### Text segment
As the Chicago Bears' fortunes lag, the Bloomfield Bears' outlook brightens.

The NFL team is a pro football original but its players are no longer "The Monsters of the Midway."  Just check the standings.

But the New Jersey school's NCAA Division II track and field team -- ready to launch just its second year in the sport -- is already off and running. And winning. Just check the bio of the coach.

Do it and you knew this was going to happen.

When Bloomfield College, located in the hotbed of the sport that is Essex County, 

New Jersey, lured Lisa Morgan out of the high school ranks -- where she'd been the incredibly successful coach at Columbia High School in Maplewood -- you knew that its teams would be hugely successful, too, and in short order.

So when you see Lisa Morgan's Bloomfield Bears doing big things in the immediate future, do not be surprised.  Just say, "we told you so."

However, as Coach Morgan says her goodbyes to the scholastic branch of the sport, she isn't being allowed to get away without proper recognition of all that she achieved there, either.

Saturday at the New Balance Track and Field Center, for instance.

There she was, gathered with seven other of her coaching-colleague legends, being inducted into the AT&T Coaches Hall of Fame at the meet specially designed to salute these great mentors -- the AT&T Coaches Hall of Fame Invitational.

The official ceremony began with a great flourish -- the introduction of The Marching Cobras drum team, who danced and pranced and percussed and got their audience into the swing of the celebratory mood.

### Short problem
Please repeat the stretch of the article on Lisa Morgan from "Saturday at the" through "of Fame Invitational.", word for word.

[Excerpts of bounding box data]
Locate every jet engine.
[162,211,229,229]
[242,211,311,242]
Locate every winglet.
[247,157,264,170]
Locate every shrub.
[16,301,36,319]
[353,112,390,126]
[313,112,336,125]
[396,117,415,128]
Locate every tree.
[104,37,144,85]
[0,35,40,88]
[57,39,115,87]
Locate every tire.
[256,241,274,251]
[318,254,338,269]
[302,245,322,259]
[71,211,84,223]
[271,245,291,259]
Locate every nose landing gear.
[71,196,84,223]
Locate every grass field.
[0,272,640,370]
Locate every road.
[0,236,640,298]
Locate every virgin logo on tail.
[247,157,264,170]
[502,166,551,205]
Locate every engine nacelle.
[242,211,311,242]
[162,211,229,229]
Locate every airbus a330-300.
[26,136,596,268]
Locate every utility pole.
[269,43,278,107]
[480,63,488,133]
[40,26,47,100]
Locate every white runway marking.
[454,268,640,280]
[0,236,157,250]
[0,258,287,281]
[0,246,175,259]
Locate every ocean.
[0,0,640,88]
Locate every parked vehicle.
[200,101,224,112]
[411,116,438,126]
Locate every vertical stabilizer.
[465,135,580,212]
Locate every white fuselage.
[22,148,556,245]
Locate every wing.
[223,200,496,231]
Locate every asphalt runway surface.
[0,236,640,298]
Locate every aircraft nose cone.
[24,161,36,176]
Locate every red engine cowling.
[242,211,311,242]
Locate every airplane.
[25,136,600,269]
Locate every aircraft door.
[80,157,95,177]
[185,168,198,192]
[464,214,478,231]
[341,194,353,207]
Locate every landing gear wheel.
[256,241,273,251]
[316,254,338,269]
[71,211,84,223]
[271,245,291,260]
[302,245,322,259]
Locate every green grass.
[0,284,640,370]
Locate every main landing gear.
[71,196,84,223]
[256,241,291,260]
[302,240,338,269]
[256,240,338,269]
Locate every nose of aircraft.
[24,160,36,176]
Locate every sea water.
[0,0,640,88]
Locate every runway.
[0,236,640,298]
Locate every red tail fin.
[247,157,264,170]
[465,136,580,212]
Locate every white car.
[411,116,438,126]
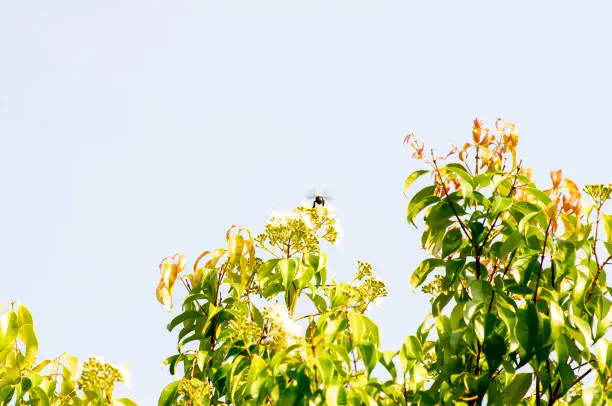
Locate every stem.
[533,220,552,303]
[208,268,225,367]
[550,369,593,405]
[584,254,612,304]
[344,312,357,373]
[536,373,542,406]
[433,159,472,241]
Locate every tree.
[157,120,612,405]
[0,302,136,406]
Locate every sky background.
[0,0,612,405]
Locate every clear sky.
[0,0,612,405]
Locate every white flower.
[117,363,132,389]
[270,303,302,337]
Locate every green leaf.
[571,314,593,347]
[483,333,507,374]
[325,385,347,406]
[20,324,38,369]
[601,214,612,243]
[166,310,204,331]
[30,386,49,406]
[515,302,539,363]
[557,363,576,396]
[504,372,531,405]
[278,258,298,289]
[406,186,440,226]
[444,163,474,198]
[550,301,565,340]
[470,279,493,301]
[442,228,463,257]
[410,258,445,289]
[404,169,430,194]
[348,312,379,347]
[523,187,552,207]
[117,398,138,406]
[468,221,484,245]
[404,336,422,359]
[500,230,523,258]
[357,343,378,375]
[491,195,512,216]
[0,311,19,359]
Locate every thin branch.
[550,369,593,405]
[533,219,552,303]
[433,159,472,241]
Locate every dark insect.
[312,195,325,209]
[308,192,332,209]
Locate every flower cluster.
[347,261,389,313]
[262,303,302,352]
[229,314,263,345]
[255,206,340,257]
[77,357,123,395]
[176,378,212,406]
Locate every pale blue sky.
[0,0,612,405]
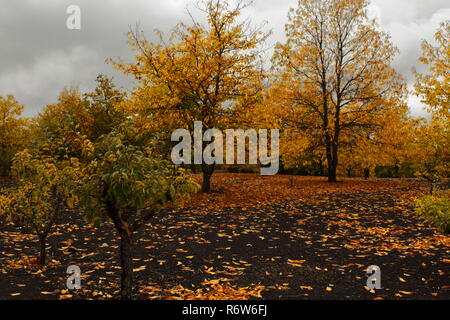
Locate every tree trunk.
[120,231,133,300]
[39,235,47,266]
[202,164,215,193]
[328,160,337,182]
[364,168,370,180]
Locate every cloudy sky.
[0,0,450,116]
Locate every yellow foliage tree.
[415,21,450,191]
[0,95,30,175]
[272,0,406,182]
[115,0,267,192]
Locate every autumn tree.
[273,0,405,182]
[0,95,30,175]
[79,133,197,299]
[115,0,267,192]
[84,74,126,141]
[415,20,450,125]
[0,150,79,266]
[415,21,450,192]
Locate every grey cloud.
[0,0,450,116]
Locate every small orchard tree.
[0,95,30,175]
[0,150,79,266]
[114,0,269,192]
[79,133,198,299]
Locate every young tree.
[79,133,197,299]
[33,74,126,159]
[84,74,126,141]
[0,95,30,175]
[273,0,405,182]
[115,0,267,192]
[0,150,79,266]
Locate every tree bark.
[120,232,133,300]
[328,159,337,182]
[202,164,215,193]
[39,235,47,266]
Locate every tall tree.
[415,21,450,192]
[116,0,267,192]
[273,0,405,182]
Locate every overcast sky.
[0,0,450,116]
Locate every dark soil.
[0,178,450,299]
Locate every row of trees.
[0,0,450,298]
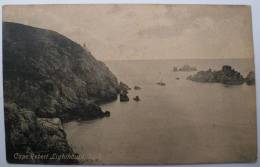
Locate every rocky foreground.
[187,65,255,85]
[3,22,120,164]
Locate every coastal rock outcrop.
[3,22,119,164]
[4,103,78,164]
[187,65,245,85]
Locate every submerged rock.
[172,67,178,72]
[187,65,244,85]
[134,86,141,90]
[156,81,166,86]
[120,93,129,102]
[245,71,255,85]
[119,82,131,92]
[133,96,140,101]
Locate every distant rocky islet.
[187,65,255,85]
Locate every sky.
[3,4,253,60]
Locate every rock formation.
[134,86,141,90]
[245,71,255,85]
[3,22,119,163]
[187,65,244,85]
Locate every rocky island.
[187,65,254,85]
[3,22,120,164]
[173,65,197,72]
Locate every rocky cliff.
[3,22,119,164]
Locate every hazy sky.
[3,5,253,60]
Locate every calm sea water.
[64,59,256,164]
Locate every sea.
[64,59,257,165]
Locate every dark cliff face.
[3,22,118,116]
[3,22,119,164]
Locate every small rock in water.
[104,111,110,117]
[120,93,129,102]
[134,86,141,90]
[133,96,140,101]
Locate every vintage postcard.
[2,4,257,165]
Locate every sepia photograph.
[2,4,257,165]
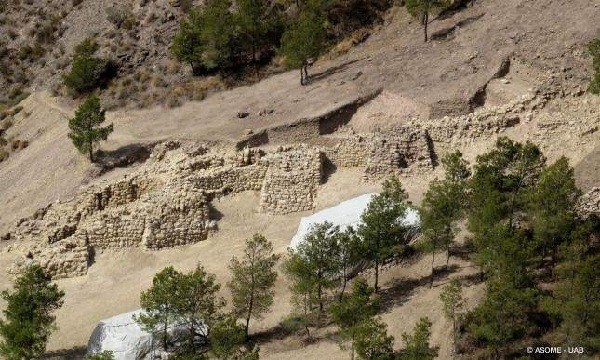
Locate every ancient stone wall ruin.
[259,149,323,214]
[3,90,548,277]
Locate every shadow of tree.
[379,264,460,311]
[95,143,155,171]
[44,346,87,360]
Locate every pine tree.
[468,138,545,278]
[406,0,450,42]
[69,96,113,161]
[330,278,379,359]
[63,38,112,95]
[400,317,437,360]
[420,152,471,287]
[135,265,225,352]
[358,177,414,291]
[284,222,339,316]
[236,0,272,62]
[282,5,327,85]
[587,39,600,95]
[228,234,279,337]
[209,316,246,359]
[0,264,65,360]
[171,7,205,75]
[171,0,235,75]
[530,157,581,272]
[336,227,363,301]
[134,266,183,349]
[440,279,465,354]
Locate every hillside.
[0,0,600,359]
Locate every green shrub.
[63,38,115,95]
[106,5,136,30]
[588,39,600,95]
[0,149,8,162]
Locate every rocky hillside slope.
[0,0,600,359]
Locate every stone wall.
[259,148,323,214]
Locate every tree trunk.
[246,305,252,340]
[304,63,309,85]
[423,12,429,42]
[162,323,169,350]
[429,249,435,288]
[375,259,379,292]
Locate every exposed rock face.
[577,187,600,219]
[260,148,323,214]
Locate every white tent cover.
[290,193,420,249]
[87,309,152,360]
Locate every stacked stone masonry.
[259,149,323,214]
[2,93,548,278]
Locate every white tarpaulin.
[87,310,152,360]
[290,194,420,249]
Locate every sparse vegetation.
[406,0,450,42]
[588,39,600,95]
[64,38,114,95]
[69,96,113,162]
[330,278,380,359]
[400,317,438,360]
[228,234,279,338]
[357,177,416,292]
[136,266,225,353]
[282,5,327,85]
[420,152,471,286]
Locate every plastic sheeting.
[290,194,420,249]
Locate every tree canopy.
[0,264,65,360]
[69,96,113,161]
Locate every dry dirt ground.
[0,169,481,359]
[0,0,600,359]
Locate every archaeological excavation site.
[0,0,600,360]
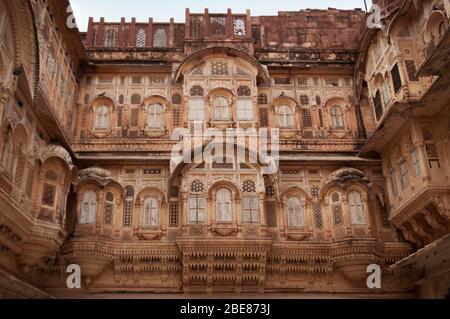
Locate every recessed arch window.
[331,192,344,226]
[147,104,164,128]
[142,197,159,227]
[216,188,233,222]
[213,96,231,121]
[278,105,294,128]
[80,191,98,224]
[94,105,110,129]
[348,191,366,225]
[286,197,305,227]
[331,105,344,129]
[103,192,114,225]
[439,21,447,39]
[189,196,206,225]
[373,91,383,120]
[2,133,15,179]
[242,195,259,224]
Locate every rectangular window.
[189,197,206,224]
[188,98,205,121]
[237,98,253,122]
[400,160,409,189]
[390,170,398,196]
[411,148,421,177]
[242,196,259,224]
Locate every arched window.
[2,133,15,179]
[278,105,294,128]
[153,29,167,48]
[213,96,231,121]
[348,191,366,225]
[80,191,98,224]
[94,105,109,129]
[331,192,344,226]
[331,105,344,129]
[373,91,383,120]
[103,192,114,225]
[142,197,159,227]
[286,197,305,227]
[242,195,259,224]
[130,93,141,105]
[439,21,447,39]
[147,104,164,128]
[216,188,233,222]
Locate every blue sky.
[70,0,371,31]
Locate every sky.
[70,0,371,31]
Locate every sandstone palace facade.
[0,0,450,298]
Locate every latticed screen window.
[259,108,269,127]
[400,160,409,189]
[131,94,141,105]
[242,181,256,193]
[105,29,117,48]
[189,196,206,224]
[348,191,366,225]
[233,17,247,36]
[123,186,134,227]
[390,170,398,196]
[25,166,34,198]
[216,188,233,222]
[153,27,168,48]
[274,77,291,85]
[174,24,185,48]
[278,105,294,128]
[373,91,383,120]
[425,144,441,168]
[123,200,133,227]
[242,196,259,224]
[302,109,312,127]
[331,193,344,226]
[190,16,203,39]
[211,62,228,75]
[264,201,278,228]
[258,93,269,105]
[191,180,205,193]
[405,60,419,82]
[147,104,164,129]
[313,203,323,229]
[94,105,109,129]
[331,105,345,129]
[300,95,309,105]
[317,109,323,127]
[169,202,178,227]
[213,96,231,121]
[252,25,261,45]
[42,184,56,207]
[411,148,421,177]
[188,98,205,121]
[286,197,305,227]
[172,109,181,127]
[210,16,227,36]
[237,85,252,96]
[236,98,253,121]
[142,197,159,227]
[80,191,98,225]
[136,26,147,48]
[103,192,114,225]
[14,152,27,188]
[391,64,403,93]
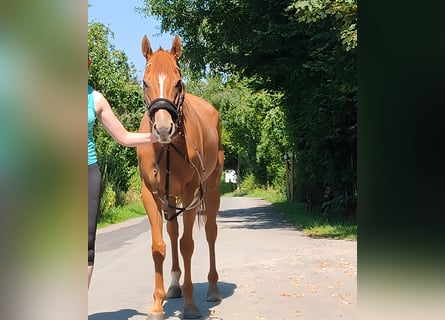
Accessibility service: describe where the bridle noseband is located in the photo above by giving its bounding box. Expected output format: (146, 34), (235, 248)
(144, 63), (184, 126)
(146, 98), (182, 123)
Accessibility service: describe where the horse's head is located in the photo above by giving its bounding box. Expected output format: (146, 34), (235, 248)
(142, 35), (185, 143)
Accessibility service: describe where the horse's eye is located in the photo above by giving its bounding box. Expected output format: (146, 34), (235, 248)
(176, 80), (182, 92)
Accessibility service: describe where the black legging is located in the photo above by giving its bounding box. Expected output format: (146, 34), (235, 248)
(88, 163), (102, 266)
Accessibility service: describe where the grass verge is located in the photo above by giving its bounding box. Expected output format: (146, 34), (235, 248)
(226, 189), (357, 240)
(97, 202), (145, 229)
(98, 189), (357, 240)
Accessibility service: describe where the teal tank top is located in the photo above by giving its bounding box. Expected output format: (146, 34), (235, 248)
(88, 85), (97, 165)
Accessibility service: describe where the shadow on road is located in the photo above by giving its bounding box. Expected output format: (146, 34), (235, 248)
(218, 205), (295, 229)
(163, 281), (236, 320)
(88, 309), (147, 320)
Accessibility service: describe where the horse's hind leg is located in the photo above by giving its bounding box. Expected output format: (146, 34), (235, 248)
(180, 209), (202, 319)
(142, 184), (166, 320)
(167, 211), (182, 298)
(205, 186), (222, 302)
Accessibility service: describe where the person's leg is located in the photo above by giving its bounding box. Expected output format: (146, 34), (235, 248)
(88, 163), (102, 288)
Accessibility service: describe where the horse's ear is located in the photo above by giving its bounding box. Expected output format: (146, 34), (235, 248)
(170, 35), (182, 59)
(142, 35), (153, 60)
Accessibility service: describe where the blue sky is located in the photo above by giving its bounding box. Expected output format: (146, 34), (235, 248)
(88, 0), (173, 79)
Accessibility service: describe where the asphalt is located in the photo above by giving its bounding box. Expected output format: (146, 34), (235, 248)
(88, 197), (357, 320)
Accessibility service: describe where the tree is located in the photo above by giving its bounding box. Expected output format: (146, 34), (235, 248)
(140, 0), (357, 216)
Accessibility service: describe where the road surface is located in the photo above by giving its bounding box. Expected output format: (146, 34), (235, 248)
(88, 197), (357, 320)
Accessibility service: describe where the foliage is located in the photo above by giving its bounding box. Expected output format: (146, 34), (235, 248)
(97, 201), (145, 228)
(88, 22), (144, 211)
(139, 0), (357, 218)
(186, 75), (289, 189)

### Task answer
Saturday at the New Balance Track and Field Center, for instance.

There she was, gathered with seven other of her coaching-colleague legends, being inducted into the AT&T Coaches Hall of Fame at the meet specially designed to salute these great mentors -- the AT&T Coaches Hall of Fame Invitational.